§ Задание 1
Сверьте с интервью Марселя Дюшана три утверждения: (a) беседа проходит в 1966 году; (b) Дюшан переехал в Соединенные Штаты в 1925 году; (c) Дюшан говорит, что всегда испытывал потребность рисовать утром и вечером. На каждое ответьте «да» или «нет» и дословно процитируйте слова текста, которые это решают.
§ Задание 2
Напишите продолжение интервью Марселя Дюшана, начиная сразу после последней фразы.

Книга или автор
5,0
1 читатель оценил
165 печ. страниц
2020 год
16+

Пьер Кабанн
Марсель Дюшан. Беседы с Пьером Кабанном

© Succession Marcel Duchamp

© Succession Pierre Cabanne

© ООО «Ад Маргинем Пресс», 2019

© Фонд развития и поддержки искусств «АЙРИС»/IRIS Foundation, 2019

Восемь лет упражнений в плавании

Марсель Дюшан, мы беседуем с вами в 1966 году, за несколько месяцев до вашего восьмидесятилетия. В 1915 году, то есть более полувека назад, вы переехали в Соединенные Штаты. Какой вам видится сегодня, с оглядкой назад, ваша жизнь? Что в первую очередь приносит вам удовлетворение?

Прежде всего, мне повезло. Ведь я, в сущности, никогда не нуждался в зарабатывании на жизнь. Мне кажется, что трудиться, чтобы себя обеспечить, довольно глупо с экономической точки зрения. Надеюсь, однажды наступит день, когда людям не нужно будет работать. Мне, благодаря везению, напрягаться не пришлось. В какой-то момент я понял, что не стоит слишком загружать жизнь, взваливать на себя чрезмерные заботы: жену, детей, дом за городом, автомобиль… К счастью, я понял это достаточно рано, и это позволило мне пожить холостяком, получая куда больше удовольствия, чем если бы я сталкивался со всеми обычными сложностями жизни. Собственно, это самое главное, и поэтому я считаю себя очень счастливым человеком. Со мной никогда не случалось больших несчастий, я не впадал в тоску или в неврастению. В то же время я не тратил сил на то, чтобы что-то создать; живопись не была для меня сосудом для излияний, способом утоления нестерпимой жажды самовыражения. Я никогда не испытывал потребности рисовать – утром, вечером, всё время, делать наброски и тому подобные вещи. Больше мне нечего вам сказать. Я ни о чем не жалею.

Так-таки ни о чем?

Абсолютно. У меня не было никаких проблем. И под конец жизни мне стало везти еще больше, чем раньше.

Андре Бретон называл вас самым умным человеком XX века. Что значит для вас ум?

§ Исходные данные
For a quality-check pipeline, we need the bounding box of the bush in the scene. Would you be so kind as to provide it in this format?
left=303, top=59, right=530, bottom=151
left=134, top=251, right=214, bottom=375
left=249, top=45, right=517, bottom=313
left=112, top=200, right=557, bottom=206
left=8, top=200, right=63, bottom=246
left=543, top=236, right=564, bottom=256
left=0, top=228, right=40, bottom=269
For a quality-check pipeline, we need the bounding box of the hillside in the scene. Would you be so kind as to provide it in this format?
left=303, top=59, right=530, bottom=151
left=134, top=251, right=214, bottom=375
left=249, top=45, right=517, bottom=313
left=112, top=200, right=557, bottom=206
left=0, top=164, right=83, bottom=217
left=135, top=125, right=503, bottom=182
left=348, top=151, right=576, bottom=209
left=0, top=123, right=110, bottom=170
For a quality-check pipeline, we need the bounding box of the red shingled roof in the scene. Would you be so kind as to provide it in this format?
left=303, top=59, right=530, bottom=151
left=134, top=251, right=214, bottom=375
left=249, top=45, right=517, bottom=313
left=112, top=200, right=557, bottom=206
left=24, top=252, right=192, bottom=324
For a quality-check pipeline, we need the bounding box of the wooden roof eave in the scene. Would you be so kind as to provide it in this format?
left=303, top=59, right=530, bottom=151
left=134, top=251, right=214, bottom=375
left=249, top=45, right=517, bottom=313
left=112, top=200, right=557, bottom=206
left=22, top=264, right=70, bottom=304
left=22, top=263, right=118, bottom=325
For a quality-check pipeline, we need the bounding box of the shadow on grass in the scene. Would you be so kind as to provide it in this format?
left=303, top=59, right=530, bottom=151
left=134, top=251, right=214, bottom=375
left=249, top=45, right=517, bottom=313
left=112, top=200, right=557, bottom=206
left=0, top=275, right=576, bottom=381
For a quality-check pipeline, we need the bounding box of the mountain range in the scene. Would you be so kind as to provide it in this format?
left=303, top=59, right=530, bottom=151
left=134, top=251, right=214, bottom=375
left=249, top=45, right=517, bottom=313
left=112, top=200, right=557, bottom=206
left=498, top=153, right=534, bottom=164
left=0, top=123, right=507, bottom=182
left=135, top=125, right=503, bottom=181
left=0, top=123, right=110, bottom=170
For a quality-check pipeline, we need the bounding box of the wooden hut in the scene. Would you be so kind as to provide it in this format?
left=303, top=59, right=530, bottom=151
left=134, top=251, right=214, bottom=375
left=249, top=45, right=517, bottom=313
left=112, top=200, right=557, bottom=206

§ Ожидаемый ответ 1
(a) Да: «мы беседуем с вами в 1966 году».
(b) Нет: «В 1915 году, то есть более полувека назад, вы переехали в Соединенные Штаты».
(c) Нет: «Я никогда не испытывал потребности рисовать – утром, вечером, всё время».

§ Ожидаемый ответ 2
Хотел бы я спросить об этом вас. Понятие «ум» – самое растяжимое из всех, какие только можно себе представить. Существует логический, картезианский вариант ума – разум, но Бретон, мне кажется, имел в виду другое. Он рассуждал как сюрреалист и подходил к этому вопросу более свободно: для него ум был, в некотором роде, способностью понимать то, что для обычного человека непостижимо или малопонятно. В значении некоторых слов, можно сказать, заложена взрывчатка: они говорят о чем-то куда большем, чем сказано в их словарном толковании.

Бретон был человеком той же породы, что и я, у нас было до некоторой степени общее мировоззрение, поэтому, мне кажется, я понимаю, что значил для него расширенный, выходящий за обычные границы, раздутый, если угодно, интеллект…

Можно ли в этом смысле сказать, что вы расширили, раздвинули, взорвали, исходя из вашего «ума», границы художественного творчества?

Может быть. Впрочем, я побаиваюсь слова «творчество». В социальном, обычном, смысле слова творчество – это нечто весьма достойное, однако я по большому счету не верю в творческую функцию художника. Художник – такой же человек, как и все остальные. Он занимается созданием каких-то вещей, но ведь и бизнесмен что-то создает, не так ли? А вот слово «искусство»[1], напротив, мне очень интересно. Как я слышал, оно происходит из санскрита и означает «делание». Все что-то делают, хотя только те, кто делает вещи, состоящие из красок на холсте и заключаемые в рамы, именуются художниками. Когда-то их называли словом, которое мне больше по душе: ремесленники. Мы все – ремесленники, в гражданской области, в военной или в художественной. Когда Рубенсу или кому-то еще нужна была синяя краска, он должен был запросить ее в количестве скольких-то граммов у своей гильдии, члены которой затем обсуждали вопрос, можно ли предоставить ему пятьдесят, шестьдесят граммов или больше.

Художники действительно были ремесленниками: именно так их называли в контрактах. Слово «художник» появилось тогда, когда живописец приобрел значительный вес сначала в монархическом обществе, а затем и в нынешнем, где он почитается важной персоной. Он не делает вещи для кого-то: этот кто-то может лишь выбрать какую-то вещь из того, что он сделал. А художник, в свою очередь, куда меньше связан обязательствами, чем прежде, во времена монархии.

Бретон, однако, сказал, что вы не только один из самых умных людей XX века, но и – цитирую – «один из самых неудобных, с точки зрения многих».

Думаю, тут имеется в виду, что если я в какой-то момент не следовал общему направлению, это многих смущало, так как они усматривали в моих действиях расхождение со своими, соперничество, если хотите. Но на самом деле ничего подобного не было. Так дело выглядело только для Бретона и его соратников, потому что они видели, что можно действовать иначе, чем они.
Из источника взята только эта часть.